■ Exercise prompt: Decide whether each statement agrees with the Yade triaxial test post below, answering yes or no and quoting the exact words of the post that settle it: 1. By default, the script builds the packing with clumps. 2. The target porosity for the packing is 0.43. 3. The wall material has a friction angle of 30 degrees.

■ Selected text:
────────────────

To: yade-users@xxxxxxxxxxxxxxxxxxx
From: Rong Zhao <question684820@xxxxxxxxxxxxxxxxxxxxx>
Date: Tue, 08 Oct 2019 08:44:11 -0000
Reply-to: question684820@xxxxxxxxxxxxxxxxxxxxx
Sender: bounces@xxxxxxxxxxxxx
New question #684820 on Yade:
https://answers.launchpad.net/yade/+question/684820

Hi, everybody.
 I am learning an example of the triaxial test[1]. I have a question about it. When I run the following codes, the code of O.engines[5]=PyRunner(iterPeriod=20,command='history()') seems to don't work, it does not replace the previous O.engines[5], that is O.engines[5]=TriaxialStateRecorder(iterPeriod=100,file='WallStresses') when I look inside in the Inspect window.

Here are the codes:

# -*- coding: utf-8 -*-

from yade import pack

############################################
###   DEFINING VARIABLES AND MATERIALS   ###
############################################

# The following 5 lines will be used later for batch execution
nRead=readParamsFromTable(
	num_spheres=1000,# number of spheres
	compFricDegree = 30, # contact friction during the confining phase
	key='_triax_base_', # put you simulation's name here
	unknownOk=True
)

from yade.params import table

num_spheres=table.num_spheres# number of spheres
key=table.key
targetPorosity = 0.43 #the porosity we want for the packing
compFricDegree = table.compFricDegree # initial contact friction during the confining phase (will be decreased during the REFD compaction process)
finalFricDegree = 30 # contact friction during the deviatoric loading
rate=-0.02 # loading rate (strain rate)
damp=0.2 # damping coefficient
stabilityThreshold=0.01 # we test unbalancedForce against this value in different loops (see below)
young=5e6 # contact stiffness
mn,mx=Vector3(0,0,0),Vector3(1,1,1) # corners of the initial packing


## create materials for spheres and plates
O.materials.append(FrictMat(young=young,poisson=0.5,frictionAngle=radians(compFricDegree),density=2600,label='spheres'))
O.materials.append(FrictMat(young=young,poisson=0.5,frictionAngle=0,density=0,label='walls'))

## create walls around the packing
walls=aabbWalls([mn,mx],thickness=0,material='walls')
wallIds=O.bodies.append(walls)

## use a SpherePack object to generate a random loose particles packing
sp=pack.SpherePack()


clumps=False #turn this true for the same example with clumps
if clumps:
 ## approximate mean rad of the futur dense packing for latter use
 volume = (mx[0]-mn[0])*(mx[1]-mn[1])*(mx[2]-mn[2])
 mean_rad = pow(0.09*volume/num_spheres,0.3333)
 ## define a unique clump type (we could have many, see clumpCloud documentation)

────────────────

■ Raw records:
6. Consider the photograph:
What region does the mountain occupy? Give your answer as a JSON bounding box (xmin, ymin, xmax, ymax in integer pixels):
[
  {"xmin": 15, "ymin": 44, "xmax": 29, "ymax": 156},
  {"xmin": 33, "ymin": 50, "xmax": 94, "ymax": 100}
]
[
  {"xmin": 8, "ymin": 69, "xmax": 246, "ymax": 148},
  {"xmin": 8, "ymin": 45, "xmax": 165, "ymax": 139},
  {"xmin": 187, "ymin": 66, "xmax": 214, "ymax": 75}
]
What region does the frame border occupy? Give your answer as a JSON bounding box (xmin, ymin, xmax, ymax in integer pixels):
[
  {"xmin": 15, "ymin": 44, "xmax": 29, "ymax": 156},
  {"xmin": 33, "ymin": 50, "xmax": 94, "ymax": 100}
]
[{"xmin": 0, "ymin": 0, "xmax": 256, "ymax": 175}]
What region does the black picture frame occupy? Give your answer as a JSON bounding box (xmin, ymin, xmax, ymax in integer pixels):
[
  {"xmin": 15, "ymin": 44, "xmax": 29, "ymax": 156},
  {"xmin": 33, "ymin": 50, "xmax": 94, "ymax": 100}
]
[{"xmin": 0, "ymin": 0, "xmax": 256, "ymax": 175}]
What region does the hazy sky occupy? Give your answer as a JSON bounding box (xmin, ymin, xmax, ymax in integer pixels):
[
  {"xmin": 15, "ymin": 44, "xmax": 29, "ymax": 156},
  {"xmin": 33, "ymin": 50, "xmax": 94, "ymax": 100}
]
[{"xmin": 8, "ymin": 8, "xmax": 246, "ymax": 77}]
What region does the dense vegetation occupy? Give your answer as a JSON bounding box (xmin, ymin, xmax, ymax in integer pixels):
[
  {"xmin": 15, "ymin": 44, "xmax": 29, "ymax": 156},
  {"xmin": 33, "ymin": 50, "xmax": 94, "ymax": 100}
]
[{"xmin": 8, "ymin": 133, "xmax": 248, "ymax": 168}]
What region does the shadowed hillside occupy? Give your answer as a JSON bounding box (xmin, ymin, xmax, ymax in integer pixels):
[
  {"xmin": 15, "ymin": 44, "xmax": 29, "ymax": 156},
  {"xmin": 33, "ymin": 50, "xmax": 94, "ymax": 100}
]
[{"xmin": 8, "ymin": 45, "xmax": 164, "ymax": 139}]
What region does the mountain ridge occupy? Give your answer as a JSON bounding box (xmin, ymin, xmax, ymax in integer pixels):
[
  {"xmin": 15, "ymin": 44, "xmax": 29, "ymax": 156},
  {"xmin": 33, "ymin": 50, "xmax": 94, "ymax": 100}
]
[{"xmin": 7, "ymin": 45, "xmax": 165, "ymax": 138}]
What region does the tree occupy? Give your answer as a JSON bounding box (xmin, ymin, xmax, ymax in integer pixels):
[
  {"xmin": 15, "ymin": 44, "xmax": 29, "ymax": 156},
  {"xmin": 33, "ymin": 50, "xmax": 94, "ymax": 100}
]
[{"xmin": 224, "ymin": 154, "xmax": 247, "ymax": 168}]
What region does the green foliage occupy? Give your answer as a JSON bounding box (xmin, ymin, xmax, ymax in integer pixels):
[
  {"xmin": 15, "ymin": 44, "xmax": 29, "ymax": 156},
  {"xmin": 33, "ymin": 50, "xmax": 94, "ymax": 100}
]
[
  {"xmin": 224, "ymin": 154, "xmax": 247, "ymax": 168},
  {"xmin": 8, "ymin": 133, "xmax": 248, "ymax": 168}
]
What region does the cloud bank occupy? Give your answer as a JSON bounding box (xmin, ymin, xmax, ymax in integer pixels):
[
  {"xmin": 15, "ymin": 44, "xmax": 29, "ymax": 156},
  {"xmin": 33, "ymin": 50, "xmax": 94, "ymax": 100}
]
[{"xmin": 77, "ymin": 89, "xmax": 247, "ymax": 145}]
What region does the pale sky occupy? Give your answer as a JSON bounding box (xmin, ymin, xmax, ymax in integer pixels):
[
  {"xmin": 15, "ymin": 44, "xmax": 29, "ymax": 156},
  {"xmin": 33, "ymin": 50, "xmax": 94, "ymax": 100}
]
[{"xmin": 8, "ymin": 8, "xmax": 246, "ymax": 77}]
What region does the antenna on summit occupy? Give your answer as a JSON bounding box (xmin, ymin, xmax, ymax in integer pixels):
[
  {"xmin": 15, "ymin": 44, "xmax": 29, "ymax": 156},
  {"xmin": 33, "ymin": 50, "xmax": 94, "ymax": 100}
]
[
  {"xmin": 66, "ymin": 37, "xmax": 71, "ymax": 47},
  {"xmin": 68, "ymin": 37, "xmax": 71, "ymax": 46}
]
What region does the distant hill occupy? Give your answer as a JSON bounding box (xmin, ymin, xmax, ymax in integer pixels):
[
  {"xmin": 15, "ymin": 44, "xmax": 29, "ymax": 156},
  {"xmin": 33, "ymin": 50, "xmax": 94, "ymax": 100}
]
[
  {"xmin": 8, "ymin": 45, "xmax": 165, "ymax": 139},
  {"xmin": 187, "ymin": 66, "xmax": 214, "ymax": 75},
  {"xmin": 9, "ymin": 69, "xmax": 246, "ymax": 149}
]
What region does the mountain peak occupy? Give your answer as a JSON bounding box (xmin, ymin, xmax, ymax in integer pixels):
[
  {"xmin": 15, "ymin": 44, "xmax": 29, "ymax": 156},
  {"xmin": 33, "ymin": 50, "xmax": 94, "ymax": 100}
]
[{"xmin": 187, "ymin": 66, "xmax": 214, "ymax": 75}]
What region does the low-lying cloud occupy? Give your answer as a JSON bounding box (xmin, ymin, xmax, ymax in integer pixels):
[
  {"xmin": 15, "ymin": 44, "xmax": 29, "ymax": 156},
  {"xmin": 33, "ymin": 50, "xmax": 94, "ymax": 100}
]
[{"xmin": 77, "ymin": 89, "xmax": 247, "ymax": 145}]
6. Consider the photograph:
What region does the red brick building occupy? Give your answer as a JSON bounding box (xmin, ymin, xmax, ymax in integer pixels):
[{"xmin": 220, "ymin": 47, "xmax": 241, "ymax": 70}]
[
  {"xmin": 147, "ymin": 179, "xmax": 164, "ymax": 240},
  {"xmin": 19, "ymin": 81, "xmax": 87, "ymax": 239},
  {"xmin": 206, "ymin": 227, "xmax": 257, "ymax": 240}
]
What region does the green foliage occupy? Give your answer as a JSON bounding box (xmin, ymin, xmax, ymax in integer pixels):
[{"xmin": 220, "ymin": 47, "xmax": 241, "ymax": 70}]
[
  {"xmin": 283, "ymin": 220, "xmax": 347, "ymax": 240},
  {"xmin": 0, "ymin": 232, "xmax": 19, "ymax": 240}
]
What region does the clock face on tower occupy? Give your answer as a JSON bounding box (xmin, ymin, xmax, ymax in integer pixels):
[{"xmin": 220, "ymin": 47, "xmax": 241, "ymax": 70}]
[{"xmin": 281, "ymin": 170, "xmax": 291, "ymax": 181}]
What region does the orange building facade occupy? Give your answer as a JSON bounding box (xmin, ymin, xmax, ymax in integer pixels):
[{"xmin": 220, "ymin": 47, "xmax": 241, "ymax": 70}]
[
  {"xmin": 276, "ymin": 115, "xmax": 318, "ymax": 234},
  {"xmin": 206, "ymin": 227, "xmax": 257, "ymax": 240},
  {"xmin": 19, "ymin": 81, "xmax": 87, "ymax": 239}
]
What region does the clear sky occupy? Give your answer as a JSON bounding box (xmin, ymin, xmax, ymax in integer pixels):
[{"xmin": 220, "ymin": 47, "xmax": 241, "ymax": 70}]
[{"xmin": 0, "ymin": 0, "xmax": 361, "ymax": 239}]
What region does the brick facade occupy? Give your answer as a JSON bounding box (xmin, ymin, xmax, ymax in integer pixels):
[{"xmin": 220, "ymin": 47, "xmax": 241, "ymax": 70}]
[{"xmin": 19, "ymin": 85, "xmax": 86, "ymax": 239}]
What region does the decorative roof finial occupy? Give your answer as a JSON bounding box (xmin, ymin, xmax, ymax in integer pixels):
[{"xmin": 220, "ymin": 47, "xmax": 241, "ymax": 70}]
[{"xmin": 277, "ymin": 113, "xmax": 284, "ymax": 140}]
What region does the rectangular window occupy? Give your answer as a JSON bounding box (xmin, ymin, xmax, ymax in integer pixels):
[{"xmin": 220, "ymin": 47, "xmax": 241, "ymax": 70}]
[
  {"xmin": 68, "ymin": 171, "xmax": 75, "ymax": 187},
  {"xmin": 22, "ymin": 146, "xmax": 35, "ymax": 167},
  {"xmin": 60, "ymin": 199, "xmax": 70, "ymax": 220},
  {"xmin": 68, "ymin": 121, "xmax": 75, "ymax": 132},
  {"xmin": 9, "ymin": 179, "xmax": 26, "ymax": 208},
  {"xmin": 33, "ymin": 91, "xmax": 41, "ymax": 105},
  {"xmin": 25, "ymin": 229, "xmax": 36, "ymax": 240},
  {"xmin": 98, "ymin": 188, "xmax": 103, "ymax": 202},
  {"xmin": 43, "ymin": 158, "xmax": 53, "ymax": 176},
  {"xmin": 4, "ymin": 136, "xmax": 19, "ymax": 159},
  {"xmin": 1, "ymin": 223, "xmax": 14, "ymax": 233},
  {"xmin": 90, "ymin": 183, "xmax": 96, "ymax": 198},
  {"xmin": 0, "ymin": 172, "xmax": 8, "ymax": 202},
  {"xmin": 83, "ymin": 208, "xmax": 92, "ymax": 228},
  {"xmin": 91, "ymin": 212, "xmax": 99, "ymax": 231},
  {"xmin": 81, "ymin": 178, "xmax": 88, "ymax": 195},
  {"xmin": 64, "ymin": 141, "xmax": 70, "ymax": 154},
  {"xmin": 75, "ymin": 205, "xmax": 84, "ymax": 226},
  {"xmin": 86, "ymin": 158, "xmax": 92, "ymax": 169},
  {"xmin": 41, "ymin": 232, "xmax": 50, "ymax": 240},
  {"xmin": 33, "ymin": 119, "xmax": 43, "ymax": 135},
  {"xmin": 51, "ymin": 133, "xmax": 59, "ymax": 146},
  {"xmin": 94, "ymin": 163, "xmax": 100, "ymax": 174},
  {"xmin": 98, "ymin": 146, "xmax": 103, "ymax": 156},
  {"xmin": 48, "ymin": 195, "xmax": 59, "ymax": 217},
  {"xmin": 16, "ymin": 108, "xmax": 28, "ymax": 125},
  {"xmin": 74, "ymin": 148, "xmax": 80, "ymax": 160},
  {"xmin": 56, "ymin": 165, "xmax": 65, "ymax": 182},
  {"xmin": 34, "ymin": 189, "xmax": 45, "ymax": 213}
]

────────────────

■ The answer:
1. No: "clumps=False #turn this true for the same example with clumps"
2. Yes: "targetPorosity = 0.43 #the porosity we want for the packing"
3. No: "frictionAngle=0,density=0,label='walls'"